» **TRECHO SELECIONADO**:
Há quem associe o ideal do corpo perfeito do FKK à ideologia da raça pura do nacional-socialismo. É verdade, por exemplo, que Leni Riefenstahl, 10 anos antes de se tornar a principal cineasta de Adolf Hitler, abraçou com grande entusiasmo a cultura do corpo livre. Porém, durante o regime nazista, o FKK foi perseguido e chegou a ser proibido. Apesar da proibição, Riefenstahl ousou e filmou esportistas nus em “Olímpia”, o filme de propaganda nazista para os Jogos Olímpicos de Berlim de 1936.

Extratos de conjunto de dados rotulados com caixas:
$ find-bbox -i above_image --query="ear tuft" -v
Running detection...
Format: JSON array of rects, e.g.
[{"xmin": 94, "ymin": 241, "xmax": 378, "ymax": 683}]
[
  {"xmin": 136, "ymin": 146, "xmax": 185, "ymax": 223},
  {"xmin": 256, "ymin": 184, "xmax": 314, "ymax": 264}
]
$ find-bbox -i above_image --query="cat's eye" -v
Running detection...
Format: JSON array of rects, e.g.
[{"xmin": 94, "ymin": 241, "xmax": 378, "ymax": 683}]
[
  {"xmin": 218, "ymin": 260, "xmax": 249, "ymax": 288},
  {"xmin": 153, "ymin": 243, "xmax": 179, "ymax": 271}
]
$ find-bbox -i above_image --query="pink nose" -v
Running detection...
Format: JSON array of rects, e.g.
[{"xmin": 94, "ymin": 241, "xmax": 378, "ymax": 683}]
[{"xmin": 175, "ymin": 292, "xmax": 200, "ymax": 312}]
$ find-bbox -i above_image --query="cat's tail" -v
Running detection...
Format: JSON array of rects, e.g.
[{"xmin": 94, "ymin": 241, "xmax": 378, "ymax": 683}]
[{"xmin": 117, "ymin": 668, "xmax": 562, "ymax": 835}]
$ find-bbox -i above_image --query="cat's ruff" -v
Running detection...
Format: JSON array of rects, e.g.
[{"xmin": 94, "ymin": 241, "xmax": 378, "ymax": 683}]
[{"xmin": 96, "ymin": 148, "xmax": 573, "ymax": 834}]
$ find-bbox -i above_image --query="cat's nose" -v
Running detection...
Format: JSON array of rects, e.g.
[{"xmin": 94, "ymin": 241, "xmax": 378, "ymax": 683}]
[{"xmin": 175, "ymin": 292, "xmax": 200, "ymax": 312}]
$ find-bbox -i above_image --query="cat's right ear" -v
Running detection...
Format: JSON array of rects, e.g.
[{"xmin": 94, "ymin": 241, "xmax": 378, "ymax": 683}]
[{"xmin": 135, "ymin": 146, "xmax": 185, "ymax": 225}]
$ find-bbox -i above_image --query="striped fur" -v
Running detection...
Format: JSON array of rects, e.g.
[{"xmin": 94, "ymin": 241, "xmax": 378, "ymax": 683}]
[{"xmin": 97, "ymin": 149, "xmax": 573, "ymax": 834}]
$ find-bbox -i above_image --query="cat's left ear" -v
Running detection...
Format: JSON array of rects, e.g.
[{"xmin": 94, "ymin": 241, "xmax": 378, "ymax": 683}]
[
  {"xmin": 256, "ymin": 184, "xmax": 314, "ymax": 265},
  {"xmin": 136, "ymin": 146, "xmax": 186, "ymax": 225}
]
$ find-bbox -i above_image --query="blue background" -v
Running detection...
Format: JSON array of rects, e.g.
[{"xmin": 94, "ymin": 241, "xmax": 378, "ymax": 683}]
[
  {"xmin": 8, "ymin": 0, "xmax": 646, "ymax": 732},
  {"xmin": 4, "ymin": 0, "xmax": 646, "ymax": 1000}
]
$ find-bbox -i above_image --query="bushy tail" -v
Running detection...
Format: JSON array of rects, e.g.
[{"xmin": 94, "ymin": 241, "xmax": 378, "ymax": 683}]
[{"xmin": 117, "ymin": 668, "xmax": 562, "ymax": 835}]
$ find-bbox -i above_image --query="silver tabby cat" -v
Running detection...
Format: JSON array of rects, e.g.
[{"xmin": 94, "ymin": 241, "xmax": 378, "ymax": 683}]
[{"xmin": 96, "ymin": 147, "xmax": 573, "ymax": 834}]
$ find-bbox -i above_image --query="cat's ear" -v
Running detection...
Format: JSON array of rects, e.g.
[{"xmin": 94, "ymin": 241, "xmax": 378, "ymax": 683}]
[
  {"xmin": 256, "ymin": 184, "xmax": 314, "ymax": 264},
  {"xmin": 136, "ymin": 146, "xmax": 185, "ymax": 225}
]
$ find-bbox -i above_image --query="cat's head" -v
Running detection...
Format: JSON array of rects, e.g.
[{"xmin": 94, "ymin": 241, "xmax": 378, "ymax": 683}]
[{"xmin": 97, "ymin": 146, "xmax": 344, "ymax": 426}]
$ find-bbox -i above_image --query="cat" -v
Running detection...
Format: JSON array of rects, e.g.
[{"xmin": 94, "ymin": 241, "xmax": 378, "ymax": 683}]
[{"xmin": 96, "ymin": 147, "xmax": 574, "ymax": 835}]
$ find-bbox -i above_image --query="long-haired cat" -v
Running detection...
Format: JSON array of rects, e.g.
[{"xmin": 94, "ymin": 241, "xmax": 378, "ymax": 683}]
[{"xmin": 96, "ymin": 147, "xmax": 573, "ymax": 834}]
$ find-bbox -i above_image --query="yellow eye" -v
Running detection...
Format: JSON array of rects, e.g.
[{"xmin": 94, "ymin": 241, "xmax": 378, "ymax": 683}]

» **INSTRUÇÕES**:
1 – No trecho sobre o FKK, renomeie "FKK" como "naturismo" e reproduza a parte que começa em "Há quem associe" e segue até "Berlim de 1936.".
2 – Segundo o trecho sobre o FKK, em que filme Riefenstahl filmou esportistas nus?
As linhas não têm nenhum papel nesta atividade.

» **RESPOSTAS POR TAREFA**:
1 –
Há quem associe o ideal do corpo perfeito do naturismo à ideologia da raça pura do nacional-socialismo. É verdade, por exemplo, que Leni Riefenstahl, 10 anos antes de se tornar a principal cineasta de Adolf Hitler, abraçou com grande entusiasmo a cultura do corpo livre. Porém, durante o regime nazista, o naturismo foi perseguido e chegou a ser proibido. Apesar da proibição, Riefenstahl ousou e filmou esportistas nus em “Olímpia”, o filme de propaganda nazista para os Jogos Olímpicos de Berlim de 1936.

2 – Em “Olímpia”, o filme de propaganda nazista para os Jogos Olímpicos de Berlim de 1936.